Written exercise: Pick up the excerpt on Java streams and non-interference and continue it from its last sentence.

Supplied passage:

Except for operations identified as explicitly nondeterministic, such as findAny(), whether a stream executes sequentially or in parallel should not change the result of the computation.

Most stream operations accept parameters that describe user-specified behavior, which are often lambda expressions. To preserve correct behavior, these behavioral parameters must be non-interfering, and in most cases must be stateless. Such parameters are always instances of a functional interface such as Function, and are often lambda expressions or method references.

Non-interference

Streams enable you to execute possibly-parallel aggregate operations over a variety of data sources, including even non-thread-safe collections such as ArrayList. This is possible only if we can prevent interference with the data source during the execution of a stream pipeline. Except for the escape-hatch operations iterator() and spliterator(), execution begins when the terminal operation is invoked, and ends when the terminal operation completes. For most data sources, preventing interference means ensuring that the data source is not modified at all during the execution of the stream pipeline. The notable exception to this are streams whose sources are concurrent collections, which are specifically designed to handle concurrent modification. Concurrent stream sources are those whose Spliterator reports the CONCURRENT characteristic.

Records from a dataset:

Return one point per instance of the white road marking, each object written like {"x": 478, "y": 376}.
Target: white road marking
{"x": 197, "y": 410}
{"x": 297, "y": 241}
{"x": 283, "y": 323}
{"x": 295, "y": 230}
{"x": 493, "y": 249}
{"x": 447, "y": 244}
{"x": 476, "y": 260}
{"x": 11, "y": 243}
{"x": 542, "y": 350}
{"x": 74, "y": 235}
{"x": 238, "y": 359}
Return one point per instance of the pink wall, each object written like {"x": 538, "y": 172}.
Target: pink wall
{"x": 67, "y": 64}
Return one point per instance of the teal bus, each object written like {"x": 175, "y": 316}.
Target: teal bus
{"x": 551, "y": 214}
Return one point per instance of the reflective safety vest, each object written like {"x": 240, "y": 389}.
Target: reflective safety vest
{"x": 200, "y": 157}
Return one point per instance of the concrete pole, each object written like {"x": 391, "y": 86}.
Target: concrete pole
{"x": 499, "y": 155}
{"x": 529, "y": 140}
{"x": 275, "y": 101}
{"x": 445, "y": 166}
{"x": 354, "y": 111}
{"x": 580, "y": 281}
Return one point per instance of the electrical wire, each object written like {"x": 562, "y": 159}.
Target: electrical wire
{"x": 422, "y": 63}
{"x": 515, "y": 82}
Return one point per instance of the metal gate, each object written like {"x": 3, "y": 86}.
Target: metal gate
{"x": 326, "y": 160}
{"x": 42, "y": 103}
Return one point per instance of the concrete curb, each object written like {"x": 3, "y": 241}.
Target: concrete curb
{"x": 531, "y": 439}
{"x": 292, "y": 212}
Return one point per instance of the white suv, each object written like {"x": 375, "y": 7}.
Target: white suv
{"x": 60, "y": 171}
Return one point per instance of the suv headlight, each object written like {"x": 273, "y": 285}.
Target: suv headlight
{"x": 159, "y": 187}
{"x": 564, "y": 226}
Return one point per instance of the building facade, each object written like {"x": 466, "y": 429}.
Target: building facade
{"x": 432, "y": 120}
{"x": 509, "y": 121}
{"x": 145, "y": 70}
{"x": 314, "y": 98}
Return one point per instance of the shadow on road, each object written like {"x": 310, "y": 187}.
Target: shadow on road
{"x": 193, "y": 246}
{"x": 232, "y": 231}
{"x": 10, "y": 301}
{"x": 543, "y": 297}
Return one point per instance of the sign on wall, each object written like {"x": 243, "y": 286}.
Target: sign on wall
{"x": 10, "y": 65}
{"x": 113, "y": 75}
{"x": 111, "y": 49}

Result:
Accordingly, behavioral parameters in stream pipelines whose source might not be concurrent should never modify the stream's data source. A behavioral parameter is said to interfere with a non-concurrent data source if it modifies, or causes to be modified, the stream's data source. The need for non-interference applies to all pipelines, not just parallel ones. Unless the stream source is concurrent, modifying a stream's data source during execution of a stream pipeline can cause exceptions, incorrect answers, or nonconformant behavior. For well-behaved stream sources, the source can be modified before the terminal operation commences and those modifications will be reflected in the covered elements. For example, consider the following code:

List<String> l = new ArrayList(Arrays.asList("one", "two"));
     Stream<String> sl = l.stream();
     l.add("three");
     String s = sl.collect(joining(" "));
 
First a list is created consisting of two strings: "one"; and "two". Then a stream is created from that list. Next the list is modified by adding a third string: "three". Finally the elements of the stream are collected and joined together. Since the list was modified before the terminal collect operation commenced the result will be a string of "one two three". All the streams returned from JDK collections, and most other JDK classes, are well-behaved in this manner; for streams generated by other libraries, see Low-level stream construction for requirements for building well-behaved streams.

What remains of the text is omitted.